* [What you are asked to do] List every line of the data below that contains the word "flower", matching its case exactly.
** START Information shown **
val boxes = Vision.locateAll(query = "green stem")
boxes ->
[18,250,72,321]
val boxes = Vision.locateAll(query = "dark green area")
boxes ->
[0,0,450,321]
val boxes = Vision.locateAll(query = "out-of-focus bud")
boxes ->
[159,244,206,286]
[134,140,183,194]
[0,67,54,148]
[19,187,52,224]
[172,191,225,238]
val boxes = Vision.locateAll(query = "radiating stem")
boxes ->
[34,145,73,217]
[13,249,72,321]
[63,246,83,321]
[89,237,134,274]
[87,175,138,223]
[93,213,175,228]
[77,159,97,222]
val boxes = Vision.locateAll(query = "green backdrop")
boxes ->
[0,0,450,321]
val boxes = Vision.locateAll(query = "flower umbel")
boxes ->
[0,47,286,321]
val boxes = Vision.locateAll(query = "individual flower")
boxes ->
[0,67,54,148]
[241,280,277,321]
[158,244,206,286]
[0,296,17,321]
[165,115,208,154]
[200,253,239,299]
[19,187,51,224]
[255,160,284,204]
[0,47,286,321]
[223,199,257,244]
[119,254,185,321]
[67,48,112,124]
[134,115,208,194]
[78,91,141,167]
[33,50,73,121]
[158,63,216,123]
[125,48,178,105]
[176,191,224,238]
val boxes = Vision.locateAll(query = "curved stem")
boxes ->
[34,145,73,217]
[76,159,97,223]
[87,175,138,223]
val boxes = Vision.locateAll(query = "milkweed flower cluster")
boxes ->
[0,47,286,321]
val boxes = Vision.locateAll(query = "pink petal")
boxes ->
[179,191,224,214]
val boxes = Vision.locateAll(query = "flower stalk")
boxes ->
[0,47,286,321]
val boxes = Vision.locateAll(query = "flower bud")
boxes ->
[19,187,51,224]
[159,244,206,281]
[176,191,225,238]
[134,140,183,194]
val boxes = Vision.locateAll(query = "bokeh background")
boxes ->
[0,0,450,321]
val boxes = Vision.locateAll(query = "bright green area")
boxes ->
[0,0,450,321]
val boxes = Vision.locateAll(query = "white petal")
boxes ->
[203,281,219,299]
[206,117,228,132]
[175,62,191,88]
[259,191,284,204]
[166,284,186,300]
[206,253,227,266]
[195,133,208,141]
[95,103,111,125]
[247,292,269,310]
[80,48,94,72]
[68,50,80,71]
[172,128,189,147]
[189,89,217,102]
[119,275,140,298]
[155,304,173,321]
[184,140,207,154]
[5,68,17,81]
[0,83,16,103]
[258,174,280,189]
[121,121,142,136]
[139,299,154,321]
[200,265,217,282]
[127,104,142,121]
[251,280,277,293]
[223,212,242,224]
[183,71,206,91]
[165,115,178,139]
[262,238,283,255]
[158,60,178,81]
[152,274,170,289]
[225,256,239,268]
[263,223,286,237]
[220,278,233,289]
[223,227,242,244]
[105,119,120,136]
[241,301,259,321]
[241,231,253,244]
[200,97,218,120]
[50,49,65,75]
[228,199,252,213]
** END Information shown **
* [Result of the task]
val boxes = Vision.locateAll(query = "flower umbel")
val boxes = Vision.locateAll(query = "individual flower")
val boxes = Vision.locateAll(query = "milkweed flower cluster")
val boxes = Vision.locateAll(query = "flower stalk")
val boxes = Vision.locateAll(query = "flower bud")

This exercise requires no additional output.